• EXTRAIT DE PAGE:
╭──

Par: Thibaud Haaser, Médecin radiothérapeute, CHU de Bordeaux ; doctorant au Département de recherche éthique, université Paris Sud /

Publié le : 04 Février 2015

Attention et accueil dans ces lieux qui peuvent susciter la peur

La radiothérapie, modalité de traitement impliquant l’utilisation de technologies et des conditions pratiques spécifiques, trouve une application dans la prise en charge des patients en fin de vie : traitement antalgique, à visée décompressive, etc. Si les services de radiothérapie ne sont pas le lieu de la fin de vie, ils constituent un des environnements que les patients en phase palliative sont amenés à traverser.
Initier une radiothérapie, c’est faire entrer les patients dans un monde de soin inconnu, où les repères habituels sont absents. Les déplacements parfois quotidiens, l’exigence d’immobilité, la solitude face à la machine au moment symbolique de la réalisation du traitement ou encore l’emploi de systèmes de contention tels les masques sont autant de circonstances du traitement qui participent à une représentation et un vécu singuliers. Ces conditions peuvent donner le goût amer d’une médecine dépersonnalisée et purement technique, pouvant provoquer chez les personnes ou leurs proches un sentiment de réification.
Que pourrait alors signifier respecter la personne en fin de vie dans de tels services ? Les personnes en fin de vie, au-delà de la réalisation d’une compétence technique, attendent de nous le témoignage de notre attention et de notre accueil dans ces lieux qui peuvent susciter la peur. Ne résumer notre intervention qu’à l’application de rayonnements serait nous réduire à de simples techniciens, plus intéressés par des images que par des personnes, incapables de sortir d’une posture d’application rigide de procédures.
Pour la personne, cet espace s’articule autour de moments clés de la prise en charge : la consultation pré-thérapeutique, l’avant et l’après de la séance de radiothérapie, mais aussi les instants d’accueil dans les services. Il s’agit de temps de rencontre, de dialogue et de réassurance. Les conditions de la séance sont incontournables, mais ne sont en rien la seule expression de notre acte de soin. Le soin prodigué en radiothérapie est avant tout cette attention portée à la personne que la maladie, la souffrance ou le sentiment de perdition rendent vulnérables.

╰──

• CONSIGNES:
**A)** Recopiez fidèlement le passage du texte sur la radiothérapie en fin de vie qui va de « Publié le : 04 » jusqu'à « amenés à traverser. ».
**B)** Reprenez le texte sur la radiothérapie en fin de vie à partir de sa dernière phrase et poursuivez-le.
Les données ci-après proviennent d'une autre source que le texte.

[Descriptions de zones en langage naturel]
╭──

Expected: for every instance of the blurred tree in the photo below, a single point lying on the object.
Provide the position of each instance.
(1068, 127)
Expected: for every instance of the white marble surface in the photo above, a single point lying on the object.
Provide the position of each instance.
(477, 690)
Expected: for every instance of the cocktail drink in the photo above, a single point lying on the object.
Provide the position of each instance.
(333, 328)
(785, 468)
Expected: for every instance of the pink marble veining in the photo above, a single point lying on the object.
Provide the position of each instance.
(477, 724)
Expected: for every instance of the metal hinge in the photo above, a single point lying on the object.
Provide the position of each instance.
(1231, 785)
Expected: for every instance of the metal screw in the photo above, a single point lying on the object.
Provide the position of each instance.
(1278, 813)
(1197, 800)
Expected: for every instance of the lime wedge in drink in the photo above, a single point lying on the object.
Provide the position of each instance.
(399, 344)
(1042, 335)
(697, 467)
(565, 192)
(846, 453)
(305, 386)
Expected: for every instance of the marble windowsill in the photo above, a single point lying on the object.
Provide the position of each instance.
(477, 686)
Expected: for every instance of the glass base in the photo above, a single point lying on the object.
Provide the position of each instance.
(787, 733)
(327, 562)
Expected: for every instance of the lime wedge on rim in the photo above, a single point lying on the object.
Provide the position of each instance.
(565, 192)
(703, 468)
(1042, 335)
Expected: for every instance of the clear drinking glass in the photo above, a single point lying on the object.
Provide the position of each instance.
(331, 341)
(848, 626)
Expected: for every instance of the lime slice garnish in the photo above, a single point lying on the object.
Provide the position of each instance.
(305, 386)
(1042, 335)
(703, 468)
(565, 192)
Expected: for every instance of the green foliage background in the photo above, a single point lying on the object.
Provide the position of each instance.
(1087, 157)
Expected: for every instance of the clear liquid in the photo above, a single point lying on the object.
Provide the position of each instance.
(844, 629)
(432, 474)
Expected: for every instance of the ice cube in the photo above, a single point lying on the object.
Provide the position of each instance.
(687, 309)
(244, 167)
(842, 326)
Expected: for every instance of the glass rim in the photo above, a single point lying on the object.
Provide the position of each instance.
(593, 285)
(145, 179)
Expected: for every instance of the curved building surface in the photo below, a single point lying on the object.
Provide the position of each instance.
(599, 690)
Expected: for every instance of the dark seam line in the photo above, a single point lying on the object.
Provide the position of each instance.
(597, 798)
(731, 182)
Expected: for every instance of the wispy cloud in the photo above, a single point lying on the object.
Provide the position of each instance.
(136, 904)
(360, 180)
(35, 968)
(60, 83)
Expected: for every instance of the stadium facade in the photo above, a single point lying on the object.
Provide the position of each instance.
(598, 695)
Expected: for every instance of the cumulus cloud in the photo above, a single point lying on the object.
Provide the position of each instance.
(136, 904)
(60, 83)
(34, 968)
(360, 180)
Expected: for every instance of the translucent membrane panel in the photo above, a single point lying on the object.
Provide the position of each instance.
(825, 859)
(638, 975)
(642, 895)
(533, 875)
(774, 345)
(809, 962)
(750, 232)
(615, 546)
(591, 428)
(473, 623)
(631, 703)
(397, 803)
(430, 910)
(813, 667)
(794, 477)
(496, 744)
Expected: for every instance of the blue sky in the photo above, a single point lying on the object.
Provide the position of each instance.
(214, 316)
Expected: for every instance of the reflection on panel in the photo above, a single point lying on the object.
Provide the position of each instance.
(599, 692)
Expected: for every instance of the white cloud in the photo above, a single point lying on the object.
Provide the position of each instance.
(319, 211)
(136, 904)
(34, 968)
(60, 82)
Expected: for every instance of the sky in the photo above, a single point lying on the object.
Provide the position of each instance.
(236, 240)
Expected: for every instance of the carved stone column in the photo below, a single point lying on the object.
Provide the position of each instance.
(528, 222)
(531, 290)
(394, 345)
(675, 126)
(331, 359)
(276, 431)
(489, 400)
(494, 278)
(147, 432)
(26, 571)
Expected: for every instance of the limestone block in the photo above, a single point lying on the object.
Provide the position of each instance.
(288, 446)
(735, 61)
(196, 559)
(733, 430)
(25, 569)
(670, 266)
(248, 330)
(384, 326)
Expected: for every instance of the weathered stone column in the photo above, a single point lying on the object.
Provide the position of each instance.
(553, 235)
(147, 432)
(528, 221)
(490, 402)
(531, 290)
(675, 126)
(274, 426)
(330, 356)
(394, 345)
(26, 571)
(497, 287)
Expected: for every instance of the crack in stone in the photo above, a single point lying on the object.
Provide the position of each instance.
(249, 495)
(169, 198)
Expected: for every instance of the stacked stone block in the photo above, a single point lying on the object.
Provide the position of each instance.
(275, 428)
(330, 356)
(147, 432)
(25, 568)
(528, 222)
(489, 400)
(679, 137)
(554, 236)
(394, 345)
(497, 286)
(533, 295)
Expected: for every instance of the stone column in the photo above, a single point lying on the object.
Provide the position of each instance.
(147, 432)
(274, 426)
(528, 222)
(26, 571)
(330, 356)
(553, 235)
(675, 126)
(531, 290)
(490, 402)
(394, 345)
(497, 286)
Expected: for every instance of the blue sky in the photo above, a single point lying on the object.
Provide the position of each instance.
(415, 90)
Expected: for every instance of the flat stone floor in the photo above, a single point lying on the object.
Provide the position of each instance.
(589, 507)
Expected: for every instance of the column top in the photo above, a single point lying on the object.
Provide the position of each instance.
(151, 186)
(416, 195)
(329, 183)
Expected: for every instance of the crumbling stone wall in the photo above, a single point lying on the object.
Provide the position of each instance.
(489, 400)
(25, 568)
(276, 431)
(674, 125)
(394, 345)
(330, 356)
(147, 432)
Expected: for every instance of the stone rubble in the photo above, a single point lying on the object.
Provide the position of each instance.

╰──

• RÉPONSES:
**A)**
Publié le : 04 Février 2015

Attention et accueil dans ces lieux qui peuvent susciter la peur

La radiothérapie, modalité de traitement impliquant l’utilisation de technologies et des conditions pratiques spécifiques, trouve une application dans la prise en charge des patients en fin de vie : traitement antalgique, à visée décompressive, etc. Si les services de radiothérapie ne sont pas le lieu de la fin de vie, ils constituent un des environnements que les patients en phase palliative sont amenés à traverser.

**B)**
Une décision mesurée, adaptée et acceptée

Respecter la personne, c’est d’abord n’appliquer ce traitement qu’en cas de véritable nécessité. Si la radiothérapie est un traitement spécifique du cancer, elle constitue aussi un traitement symptomatique, avec pour visée d’améliorer les conditions quotidiennes de la fin de la vie. Il est question de donner un sens pratique, à court terme, à ce qui est proposé, qu’il s’agisse de traiter ou de ne pas traiter. La complexité de ces situations nous amène à davantage détailler notre réponse, à repenser une procédure parfois automatique. Et la justesse de la décision ne relève pas seulement du « faire » ou du « ne pas faire », mais aussi du « quand » et du « comment ». Les médecins radiothérapeutes ont un devoir d’information et de dialogue essentiel à la compréhension et à l’adhésion des personnes, afin qu’une décision mesurée, adaptée et acceptée de part et d’autre puisse être prise. Cette attention portée à la personne se traduit concrètement par le choix du nombre de séances, l’adaptation du calendrier à des priorités personnelles. Il peut s’agir aussi de ne pas faire le traitement et de n’exposer la personne à des effets secondaires qu’au moment où elle considère ses symptômes comme envahissants pour sa qualité de vie.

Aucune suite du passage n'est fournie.